Excerpted passage section start

Claude code usage for mpat2

Recently I announced an updated version of the moteus performance analysis tool. It’s development was unique in that I used the Claude Code agent to do basically the entire project, modulo copying the simulation logic from the original mpat tool. It was my first attempt at using any of the LLM based coding agents and I have a few takeaways:

First, wow. From start of this “rewrite” to writing this post I spent maybe 20 hours of my time total, in 3-4 hour chunks over the course of one week. That is probably 1/4th of the time that was spent on the original mpat for something that is much more complicated. Granted, the actual simulation logic was ported over largely unchanged, so it isn’t a totally fair comparison. Also, I’m still getting a handle on the best ways to interact with CC in this project and I’m sure the best practices will be different for other styles of project.

Second, confabulations are real, especially for UI facing projects. Since the agent was unable to actually run and test the project itself, often it would think it understood a problem, but not actually know what was wrong and instead make up a plausible sounding root cause to fix. In this case, I found a relatively successful strategy of the form: “That didn’t work, add debug prints”, then I would reproduce the problem, paste the console output, and 19/20 times it would fix the issue immediately after. I think there was one instance where it decided on its own to add further Console.logs beyond what it did the first time. I’m guessing for programs that it can execute locally and verify, this would be much less of an issue.

Excerpted passage section end
Material supplied section start

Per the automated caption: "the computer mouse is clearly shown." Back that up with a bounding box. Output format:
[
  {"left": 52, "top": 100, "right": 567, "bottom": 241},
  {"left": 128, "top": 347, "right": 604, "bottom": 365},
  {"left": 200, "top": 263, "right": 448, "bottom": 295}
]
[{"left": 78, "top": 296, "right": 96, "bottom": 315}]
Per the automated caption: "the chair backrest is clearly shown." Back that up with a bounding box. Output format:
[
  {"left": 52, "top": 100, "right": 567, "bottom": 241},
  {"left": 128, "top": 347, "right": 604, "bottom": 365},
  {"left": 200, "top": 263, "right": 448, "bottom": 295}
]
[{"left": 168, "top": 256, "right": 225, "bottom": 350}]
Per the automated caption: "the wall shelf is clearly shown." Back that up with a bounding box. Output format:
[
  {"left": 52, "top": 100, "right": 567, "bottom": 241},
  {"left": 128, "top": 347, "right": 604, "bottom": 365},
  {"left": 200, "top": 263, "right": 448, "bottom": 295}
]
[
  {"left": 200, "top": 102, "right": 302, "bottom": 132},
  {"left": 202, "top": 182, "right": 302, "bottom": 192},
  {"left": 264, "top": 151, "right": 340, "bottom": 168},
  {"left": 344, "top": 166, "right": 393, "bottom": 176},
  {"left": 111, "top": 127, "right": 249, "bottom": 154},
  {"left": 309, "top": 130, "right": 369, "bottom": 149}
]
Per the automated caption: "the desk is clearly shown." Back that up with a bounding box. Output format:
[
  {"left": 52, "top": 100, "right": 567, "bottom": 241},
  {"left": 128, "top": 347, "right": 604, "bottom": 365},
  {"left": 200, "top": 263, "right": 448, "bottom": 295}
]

Material supplied section end

**What this exercise asks:**
1/ From the post on Claude Code usage for mpat2, reproduce the passage starting with "Recently I announced" and going on through "styles of project.".
2/ In the post on Claude Code usage for mpat2, how much total time was spent from the start of the rewrite to writing the post?
3/ Summarize the post on Claude Code usage for mpat2 in two sentences.

**Your responses:**
1/
Recently I announced an updated version of the moteus performance analysis tool. It’s development was unique in that I used the Claude Code agent to do basically the entire project, modulo copying the simulation logic from the original mpat tool. It was my first attempt at using any of the LLM based coding agents and I have a few takeaways:

First, wow. From start of this “rewrite” to writing this post I spent maybe 20 hours of my time total, in 3-4 hour chunks over the course of one week. That is probably 1/4th of the time that was spent on the original mpat for something that is much more complicated. Granted, the actual simulation logic was ported over largely unchanged, so it isn’t a totally fair comparison. Also, I’m still getting a handle on the best ways to interact with CC in this project and I’m sure the best practices will be different for other styles of project.

2/ About 20 hours, in 3-4 hour chunks over the course of one week.

3/ The updated moteus performance analysis tool was built almost entirely with the Claude Code agent, taking about 20 hours, roughly a quarter of the time spent on the original tool, though the simulation logic was ported over largely unchanged. Because the agent could not run and test the UI-facing project itself, it often invented plausible root causes, and asking it to add debug prints and then pasting back the console output fixed the issue 19 out of 20 times.